### Task description
Only the lines from the first line of the records through the line containing "the red berry?" belong in the answer. Copy them exactly.

### The data
- Opening Delimiter -
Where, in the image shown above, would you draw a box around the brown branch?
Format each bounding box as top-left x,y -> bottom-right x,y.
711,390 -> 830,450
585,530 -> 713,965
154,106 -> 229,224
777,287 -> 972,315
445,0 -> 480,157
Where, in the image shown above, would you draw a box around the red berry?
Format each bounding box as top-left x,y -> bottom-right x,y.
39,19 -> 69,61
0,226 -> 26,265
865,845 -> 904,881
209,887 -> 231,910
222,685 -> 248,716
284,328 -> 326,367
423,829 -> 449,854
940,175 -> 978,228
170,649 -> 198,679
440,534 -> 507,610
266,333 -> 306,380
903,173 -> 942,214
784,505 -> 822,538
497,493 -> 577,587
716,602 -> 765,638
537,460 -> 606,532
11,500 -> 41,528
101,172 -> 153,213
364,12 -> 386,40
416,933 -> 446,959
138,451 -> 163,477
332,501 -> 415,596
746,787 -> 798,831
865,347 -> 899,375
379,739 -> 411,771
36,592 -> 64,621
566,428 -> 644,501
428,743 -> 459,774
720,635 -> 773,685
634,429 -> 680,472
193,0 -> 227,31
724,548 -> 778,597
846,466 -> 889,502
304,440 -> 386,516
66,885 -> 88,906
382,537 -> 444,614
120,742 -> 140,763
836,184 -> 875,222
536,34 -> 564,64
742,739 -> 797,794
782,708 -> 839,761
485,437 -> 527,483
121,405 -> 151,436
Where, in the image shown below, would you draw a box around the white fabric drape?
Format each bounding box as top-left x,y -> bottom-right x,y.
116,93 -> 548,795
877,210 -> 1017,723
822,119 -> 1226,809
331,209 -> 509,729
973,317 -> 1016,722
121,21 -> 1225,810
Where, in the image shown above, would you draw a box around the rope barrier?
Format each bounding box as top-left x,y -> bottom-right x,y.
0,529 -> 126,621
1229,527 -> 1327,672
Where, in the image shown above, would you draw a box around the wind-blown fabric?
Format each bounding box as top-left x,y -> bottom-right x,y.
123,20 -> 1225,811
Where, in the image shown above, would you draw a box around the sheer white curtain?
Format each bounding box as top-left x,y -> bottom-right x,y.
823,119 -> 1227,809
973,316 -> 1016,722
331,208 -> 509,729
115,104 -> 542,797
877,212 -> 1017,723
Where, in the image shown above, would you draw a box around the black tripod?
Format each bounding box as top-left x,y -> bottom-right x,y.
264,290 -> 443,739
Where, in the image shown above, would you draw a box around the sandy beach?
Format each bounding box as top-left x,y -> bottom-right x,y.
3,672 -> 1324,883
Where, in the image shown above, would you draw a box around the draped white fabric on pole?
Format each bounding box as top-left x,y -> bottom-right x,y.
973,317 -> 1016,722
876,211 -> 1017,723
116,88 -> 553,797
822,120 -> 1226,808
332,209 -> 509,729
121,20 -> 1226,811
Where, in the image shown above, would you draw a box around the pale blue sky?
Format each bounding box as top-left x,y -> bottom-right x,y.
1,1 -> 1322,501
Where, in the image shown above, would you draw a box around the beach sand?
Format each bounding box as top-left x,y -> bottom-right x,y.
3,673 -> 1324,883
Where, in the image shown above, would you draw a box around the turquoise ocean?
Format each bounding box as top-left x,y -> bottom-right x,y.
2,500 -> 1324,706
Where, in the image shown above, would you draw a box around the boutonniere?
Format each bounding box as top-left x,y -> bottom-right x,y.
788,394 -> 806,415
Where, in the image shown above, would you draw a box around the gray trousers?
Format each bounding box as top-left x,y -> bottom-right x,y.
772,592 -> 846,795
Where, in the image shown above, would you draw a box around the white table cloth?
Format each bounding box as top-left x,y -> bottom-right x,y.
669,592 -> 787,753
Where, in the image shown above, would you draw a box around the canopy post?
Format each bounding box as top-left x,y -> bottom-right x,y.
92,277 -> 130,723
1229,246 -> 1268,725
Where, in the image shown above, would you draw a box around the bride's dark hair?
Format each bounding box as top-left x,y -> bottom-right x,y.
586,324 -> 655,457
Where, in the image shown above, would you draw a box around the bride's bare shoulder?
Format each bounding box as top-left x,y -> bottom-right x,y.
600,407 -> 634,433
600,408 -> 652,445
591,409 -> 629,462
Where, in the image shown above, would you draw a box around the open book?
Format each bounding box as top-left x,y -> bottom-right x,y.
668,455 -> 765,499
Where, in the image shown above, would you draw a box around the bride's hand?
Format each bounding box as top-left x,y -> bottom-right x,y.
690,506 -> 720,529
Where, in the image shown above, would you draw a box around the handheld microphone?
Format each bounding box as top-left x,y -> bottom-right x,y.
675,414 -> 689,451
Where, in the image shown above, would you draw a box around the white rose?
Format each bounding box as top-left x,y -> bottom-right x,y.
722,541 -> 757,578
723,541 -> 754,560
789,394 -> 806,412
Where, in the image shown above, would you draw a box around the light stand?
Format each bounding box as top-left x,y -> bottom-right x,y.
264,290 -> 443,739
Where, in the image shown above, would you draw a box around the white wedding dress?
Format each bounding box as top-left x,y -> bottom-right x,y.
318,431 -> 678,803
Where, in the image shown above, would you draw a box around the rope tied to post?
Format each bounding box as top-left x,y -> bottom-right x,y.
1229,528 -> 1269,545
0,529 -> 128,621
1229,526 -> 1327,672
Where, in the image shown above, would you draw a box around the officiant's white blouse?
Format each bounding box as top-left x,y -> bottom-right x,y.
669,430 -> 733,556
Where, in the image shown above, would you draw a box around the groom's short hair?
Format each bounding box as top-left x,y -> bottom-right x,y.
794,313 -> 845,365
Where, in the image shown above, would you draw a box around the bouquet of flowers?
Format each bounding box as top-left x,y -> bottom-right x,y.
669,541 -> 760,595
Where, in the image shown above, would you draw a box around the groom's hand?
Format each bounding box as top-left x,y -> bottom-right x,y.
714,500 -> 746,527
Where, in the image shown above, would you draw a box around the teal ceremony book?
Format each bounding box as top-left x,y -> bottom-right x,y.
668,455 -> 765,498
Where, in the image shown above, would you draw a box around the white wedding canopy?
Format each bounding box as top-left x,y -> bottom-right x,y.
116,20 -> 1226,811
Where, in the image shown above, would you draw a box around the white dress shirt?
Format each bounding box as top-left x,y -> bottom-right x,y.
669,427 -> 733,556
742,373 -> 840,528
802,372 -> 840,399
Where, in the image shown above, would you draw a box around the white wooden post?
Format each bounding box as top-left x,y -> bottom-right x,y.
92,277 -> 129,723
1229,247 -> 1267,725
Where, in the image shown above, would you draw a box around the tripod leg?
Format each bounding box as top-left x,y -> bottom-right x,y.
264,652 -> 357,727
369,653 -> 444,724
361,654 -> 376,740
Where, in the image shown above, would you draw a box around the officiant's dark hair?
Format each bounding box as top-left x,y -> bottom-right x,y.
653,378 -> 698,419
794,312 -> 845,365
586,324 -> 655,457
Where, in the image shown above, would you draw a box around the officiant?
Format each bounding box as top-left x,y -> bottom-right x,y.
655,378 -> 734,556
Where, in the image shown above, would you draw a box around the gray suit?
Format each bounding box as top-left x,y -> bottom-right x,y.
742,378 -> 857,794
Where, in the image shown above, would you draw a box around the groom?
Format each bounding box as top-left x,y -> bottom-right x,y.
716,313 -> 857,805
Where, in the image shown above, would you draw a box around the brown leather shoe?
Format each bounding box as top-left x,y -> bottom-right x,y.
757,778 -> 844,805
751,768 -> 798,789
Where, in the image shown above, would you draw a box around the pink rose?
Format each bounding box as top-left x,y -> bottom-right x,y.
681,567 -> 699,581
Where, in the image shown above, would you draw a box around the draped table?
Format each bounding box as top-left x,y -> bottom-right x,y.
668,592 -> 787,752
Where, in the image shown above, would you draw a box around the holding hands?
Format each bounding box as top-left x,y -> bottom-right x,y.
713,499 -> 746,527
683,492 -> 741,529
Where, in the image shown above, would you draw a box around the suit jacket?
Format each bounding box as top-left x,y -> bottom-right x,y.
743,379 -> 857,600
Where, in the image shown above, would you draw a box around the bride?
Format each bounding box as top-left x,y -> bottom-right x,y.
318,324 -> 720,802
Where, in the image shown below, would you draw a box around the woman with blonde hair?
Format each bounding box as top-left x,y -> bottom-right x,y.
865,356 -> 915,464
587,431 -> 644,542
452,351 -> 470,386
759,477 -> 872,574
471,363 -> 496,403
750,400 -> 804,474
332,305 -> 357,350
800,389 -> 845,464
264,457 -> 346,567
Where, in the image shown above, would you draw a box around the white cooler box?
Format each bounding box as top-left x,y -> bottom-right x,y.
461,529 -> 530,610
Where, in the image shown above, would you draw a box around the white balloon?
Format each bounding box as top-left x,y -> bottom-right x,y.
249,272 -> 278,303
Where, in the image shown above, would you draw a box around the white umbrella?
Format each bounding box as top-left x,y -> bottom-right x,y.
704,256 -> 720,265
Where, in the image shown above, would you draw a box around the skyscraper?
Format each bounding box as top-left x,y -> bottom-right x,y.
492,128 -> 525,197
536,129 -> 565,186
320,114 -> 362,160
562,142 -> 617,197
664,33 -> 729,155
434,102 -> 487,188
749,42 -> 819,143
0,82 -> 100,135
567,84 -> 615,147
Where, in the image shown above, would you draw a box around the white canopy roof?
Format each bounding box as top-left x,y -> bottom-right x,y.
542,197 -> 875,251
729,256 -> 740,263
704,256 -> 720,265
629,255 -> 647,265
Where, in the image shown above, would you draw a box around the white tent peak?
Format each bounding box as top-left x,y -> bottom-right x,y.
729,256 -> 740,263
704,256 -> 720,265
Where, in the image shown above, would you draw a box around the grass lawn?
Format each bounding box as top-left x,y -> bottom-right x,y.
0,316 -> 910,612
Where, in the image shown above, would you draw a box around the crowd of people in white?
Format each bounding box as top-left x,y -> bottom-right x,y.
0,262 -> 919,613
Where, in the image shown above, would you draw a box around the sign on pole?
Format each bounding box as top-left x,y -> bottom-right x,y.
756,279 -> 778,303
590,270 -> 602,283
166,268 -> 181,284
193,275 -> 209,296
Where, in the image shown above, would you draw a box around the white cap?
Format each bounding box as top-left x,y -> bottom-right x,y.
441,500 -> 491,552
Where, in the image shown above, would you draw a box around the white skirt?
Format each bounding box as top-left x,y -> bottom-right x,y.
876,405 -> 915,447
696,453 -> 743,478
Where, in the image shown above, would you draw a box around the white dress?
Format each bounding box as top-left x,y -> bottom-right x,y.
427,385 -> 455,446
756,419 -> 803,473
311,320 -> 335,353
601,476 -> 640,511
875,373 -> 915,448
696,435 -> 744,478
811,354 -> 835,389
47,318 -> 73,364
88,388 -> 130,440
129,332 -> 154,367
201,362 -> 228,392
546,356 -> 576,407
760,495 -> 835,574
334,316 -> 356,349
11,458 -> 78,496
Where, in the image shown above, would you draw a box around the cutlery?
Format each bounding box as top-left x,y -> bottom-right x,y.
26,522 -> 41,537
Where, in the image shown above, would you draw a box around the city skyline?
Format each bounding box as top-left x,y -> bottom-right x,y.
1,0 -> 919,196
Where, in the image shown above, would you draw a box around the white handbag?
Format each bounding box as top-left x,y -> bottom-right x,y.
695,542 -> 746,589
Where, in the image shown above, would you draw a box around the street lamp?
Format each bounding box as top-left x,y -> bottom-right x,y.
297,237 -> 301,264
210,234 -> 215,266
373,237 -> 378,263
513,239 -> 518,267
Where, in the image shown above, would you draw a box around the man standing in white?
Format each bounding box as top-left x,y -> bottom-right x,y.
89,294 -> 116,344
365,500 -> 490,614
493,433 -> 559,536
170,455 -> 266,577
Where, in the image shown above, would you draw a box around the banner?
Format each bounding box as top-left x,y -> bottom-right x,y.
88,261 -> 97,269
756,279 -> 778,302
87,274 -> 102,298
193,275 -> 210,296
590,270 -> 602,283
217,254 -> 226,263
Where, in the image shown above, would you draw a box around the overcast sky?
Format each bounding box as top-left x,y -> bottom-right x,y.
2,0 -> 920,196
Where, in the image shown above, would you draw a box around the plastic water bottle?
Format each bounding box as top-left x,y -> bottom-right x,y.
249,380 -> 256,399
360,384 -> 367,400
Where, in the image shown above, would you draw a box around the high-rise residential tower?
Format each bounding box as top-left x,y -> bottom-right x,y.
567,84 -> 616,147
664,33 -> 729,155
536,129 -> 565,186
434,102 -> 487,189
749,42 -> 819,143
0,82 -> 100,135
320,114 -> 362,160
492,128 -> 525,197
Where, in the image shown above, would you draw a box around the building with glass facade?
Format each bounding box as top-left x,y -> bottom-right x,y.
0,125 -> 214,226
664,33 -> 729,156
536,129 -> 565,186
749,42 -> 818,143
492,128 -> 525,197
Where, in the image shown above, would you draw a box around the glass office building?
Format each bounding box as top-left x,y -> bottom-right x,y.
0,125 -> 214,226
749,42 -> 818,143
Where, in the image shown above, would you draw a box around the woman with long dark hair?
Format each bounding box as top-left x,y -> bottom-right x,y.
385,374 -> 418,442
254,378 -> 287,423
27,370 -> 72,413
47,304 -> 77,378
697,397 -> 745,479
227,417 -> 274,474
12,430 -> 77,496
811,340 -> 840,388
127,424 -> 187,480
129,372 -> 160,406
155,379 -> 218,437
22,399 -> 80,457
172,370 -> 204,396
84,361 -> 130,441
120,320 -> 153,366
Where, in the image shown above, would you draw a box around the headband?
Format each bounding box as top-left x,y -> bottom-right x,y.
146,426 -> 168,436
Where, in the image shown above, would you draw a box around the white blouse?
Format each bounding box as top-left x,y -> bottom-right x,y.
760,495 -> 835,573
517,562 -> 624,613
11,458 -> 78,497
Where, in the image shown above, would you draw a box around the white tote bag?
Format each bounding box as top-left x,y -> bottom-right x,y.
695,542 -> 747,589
- Closing Delimiter -
### Expected answer
Where, in the image shown above, would you draw a box around the brown branch?
Format each bounding box as top-left x,y -> bottom-right x,y.
711,390 -> 830,450
585,530 -> 713,965
154,106 -> 229,224
777,287 -> 972,315
445,0 -> 480,157
Where, in the image shown above, would you draw a box around the red berry?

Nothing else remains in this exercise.